• [Selection]
In Rwanda, Technical communication on November 17, 2009 at 12:06 pm

In my dissertation, I argue that contextual factors such as politics, cultural expectations and documentation shape the apologetic exchanges—which can in turn shape reconciliation, identity, and membership in communities once torn apart by hatred, genocide, and human rights violations. In this post, I look specifically at how apologies are documented in gacaca trials as well as what influences that documentation may have on society in post-genocide Rwanda.

DOCUMENTATION IN THE GACACA COURT SYSTEM

The gacaca system is divided into two phases of documentation. The first phase—or fact-finding phase—comprised identifying and documenting a list of all the crimes that were believed to have taken place leading up to and during the genocide. This phase included identifying and documenting suspects and witnesses, offenses, and names of victims, as well as determining the appropriate category of each offense (Tiemessen, 2004, p. 61). The second phase consisted of trying the cases against the accused perpetrators and documenting findings of each trial (National Service of Gacaca Jurisdictions, 2004a, p. 6).

In other words, documentation is a major component of both phases—and, therefore, of each trial’s setting. Documentation is so crucial to the gacaca system that the Rwandan government produced an official training and reference manual for gacaca judges entitled Process of Collecting Information Required in Gacaca Courts. The manual provided detailed instructions regarding what information was to be documented, how it was to be gathered, and the procedures for filling out and filing 33 different gacaca trial documents—including documents such as “Death of Each Victim of Genocide,” “Distribution of Killing Weapons in the Cell,” “Road Blocks Erected in the Cell,” “Identity and Charges Against the Accused,” and “Notification of Verdict” (National Service of Gacaca Jurisdictions, 2004b).

• [Task list]
• a. Decide whether each statement below agrees with the passage on gacaca documentation. Answer yes or no for each, and quote the words of the passage that settle it.
(i) The gacaca system is divided into three phases of documentation.
(ii) The manual for gacaca judges gave procedures for filling out and filing 33 different trial documents.
(iii) The first phase consisted of trying the cases against the accused perpetrators.
• b. In the passage on gacaca documentation, what title did the Rwandan government give its training and reference manual for gacaca judges?
• c. Write the next part of the passage on gacaca documentation, starting after its last sentence.

• [Dataset rows]
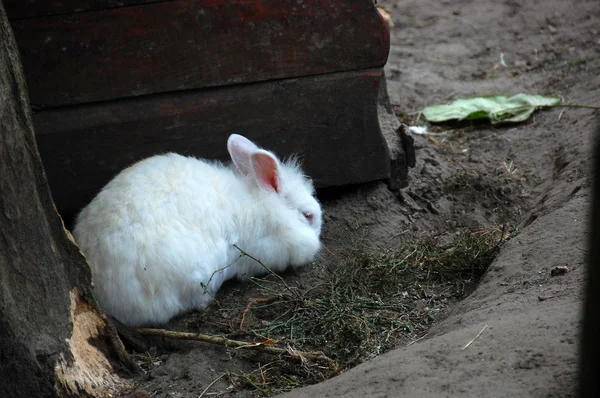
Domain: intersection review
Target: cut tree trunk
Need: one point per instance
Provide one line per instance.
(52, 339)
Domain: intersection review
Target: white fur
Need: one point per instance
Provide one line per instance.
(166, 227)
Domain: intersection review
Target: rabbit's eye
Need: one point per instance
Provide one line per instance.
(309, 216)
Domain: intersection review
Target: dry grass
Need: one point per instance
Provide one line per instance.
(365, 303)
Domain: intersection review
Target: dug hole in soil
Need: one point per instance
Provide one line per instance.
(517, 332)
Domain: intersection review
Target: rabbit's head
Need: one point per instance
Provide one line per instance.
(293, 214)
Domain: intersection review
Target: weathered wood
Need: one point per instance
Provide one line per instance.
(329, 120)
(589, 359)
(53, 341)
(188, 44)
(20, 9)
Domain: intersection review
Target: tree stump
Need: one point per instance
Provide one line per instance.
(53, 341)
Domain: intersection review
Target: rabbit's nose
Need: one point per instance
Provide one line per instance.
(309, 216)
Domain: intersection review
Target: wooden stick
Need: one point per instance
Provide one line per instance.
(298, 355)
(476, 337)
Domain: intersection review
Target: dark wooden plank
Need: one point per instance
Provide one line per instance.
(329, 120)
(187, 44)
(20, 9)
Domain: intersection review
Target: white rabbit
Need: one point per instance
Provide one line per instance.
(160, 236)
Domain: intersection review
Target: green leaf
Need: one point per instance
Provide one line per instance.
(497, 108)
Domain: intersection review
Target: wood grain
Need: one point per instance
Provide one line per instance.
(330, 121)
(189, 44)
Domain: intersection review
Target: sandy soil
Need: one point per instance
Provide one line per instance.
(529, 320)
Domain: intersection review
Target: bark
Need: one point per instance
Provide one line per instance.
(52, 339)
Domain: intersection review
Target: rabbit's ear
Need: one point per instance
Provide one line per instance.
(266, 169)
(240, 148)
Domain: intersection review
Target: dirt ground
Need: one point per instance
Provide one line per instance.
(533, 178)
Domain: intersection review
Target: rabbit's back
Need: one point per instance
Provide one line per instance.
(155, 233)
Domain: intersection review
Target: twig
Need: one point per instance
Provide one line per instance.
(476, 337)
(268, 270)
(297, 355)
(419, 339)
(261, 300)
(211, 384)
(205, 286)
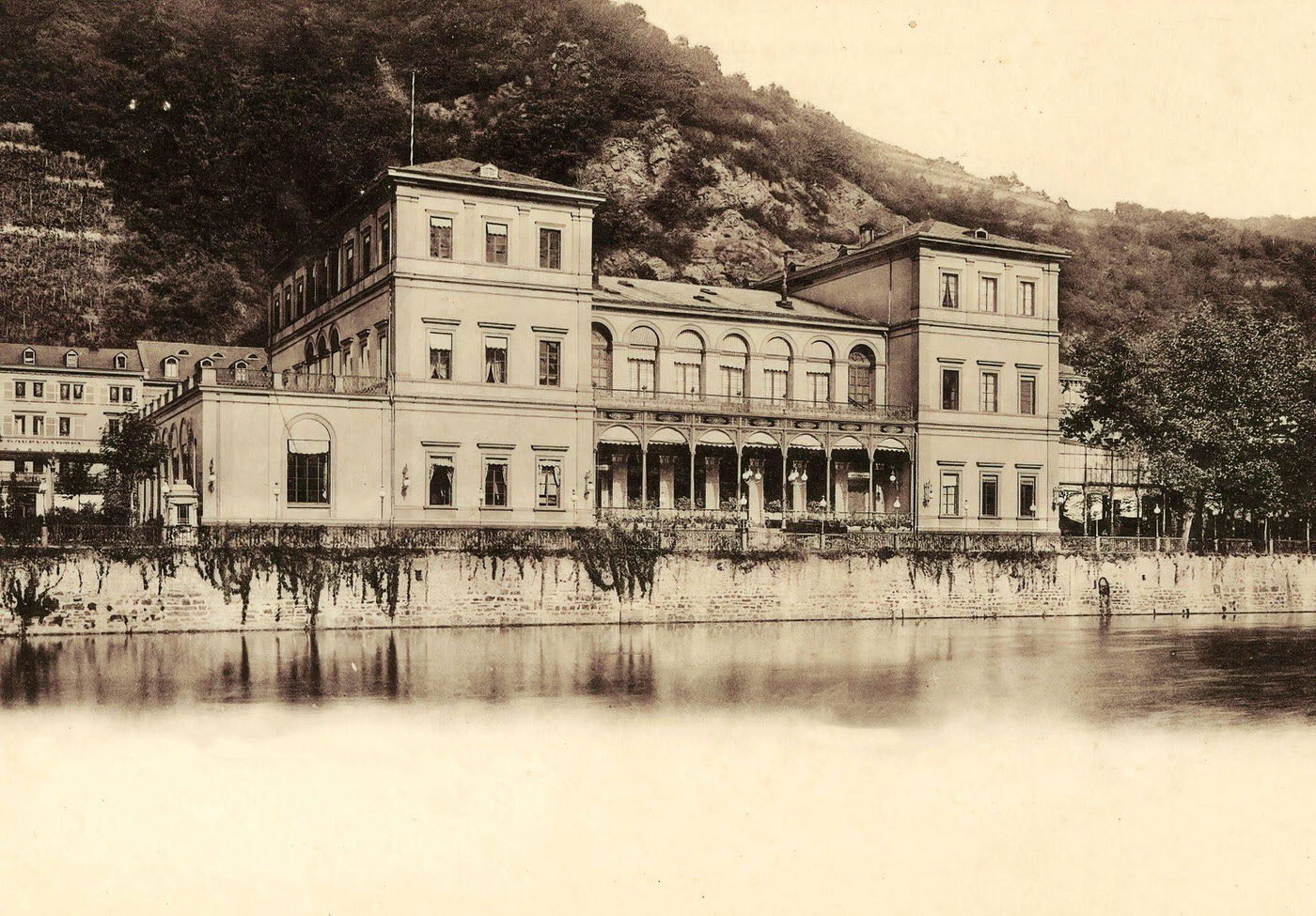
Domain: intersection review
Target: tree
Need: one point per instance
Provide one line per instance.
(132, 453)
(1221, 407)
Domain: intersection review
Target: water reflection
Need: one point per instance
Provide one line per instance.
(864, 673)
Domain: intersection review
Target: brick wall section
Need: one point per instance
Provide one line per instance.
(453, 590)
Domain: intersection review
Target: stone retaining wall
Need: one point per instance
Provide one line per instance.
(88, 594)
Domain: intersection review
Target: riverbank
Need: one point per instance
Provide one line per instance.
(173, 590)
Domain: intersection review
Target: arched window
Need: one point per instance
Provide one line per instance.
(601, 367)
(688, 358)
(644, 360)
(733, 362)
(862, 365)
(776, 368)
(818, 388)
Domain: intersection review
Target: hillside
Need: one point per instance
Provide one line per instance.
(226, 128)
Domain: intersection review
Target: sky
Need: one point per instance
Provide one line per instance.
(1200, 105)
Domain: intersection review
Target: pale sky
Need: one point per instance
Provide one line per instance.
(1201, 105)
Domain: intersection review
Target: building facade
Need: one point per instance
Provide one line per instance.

---

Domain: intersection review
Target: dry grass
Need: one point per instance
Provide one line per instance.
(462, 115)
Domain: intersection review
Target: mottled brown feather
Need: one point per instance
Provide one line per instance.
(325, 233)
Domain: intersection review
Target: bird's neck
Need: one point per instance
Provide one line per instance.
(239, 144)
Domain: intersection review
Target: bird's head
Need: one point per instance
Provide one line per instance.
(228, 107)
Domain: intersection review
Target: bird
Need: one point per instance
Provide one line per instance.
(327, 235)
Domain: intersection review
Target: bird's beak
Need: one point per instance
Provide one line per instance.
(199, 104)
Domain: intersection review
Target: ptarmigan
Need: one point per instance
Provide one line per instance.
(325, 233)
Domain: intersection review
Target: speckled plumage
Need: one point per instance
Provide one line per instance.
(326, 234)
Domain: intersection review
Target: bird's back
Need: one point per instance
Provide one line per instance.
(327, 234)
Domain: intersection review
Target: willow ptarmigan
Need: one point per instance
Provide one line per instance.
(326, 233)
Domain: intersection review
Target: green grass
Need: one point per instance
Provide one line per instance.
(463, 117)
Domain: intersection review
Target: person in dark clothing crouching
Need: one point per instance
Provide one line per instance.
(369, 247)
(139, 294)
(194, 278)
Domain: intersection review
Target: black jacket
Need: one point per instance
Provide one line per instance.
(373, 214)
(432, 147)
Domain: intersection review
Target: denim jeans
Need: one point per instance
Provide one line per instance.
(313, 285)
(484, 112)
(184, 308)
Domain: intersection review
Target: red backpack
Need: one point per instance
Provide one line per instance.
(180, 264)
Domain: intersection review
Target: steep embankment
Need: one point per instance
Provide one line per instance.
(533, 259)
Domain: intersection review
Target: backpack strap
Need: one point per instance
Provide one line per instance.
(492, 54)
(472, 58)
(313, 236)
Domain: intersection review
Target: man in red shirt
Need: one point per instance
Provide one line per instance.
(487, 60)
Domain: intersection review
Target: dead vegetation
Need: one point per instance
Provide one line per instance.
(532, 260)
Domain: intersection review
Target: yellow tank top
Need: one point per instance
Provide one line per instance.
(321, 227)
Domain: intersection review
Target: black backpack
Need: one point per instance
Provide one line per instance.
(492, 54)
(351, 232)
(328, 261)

• [Final results]
• a.
(i) No: "The gacaca system is divided into two phases of documentation."
(ii) Yes: "the procedures for filling out and filing 33 different gacaca trial documents"
(iii) No: "The second phase consisted of trying the cases against the accused perpetrators"

• b. Process of Collecting Information Required in Gacaca Courts

• c.
DOCUMENTING APOLOGETIC RHETORIC IN GACACA TRIALS

In terms of apologetic rhetoric, the National Service of Gacaca Jurisdictions (2004b) stated that understanding how the genocide was perpetuated and its effects requires “that whoever participated in genocide takes the initiative to confess, plead guilty, repent and apologise” (p. 5). These apologies are witnessed by judges, survivors, and entire communities, and they are recorded on an official government document entitled “Record of Confession, Guilty Plea, Repentance and Apology.” This document includes sections for recording the identity of the accused, the crimes that person confessed to (including the exact nature, weapons used, time and place of the crime), the names of the victims as well as the names of any accomplices and witnesses. In addition, ample space is provided at the end of the document for a detailed handwritten narrative explaining how each crime was committed, as well as for two apologies to be written (one to “God the Almighty, The State of Rwanda and Rwandans” and the other to “Families of the victims”). Finally, the last section on that document includes space for a written description explaining how the perpetrator is prepared “to face and live with the survivors of the victims’ families” (National Service of Gacaca Jurisdictions, 2004b, p. viii).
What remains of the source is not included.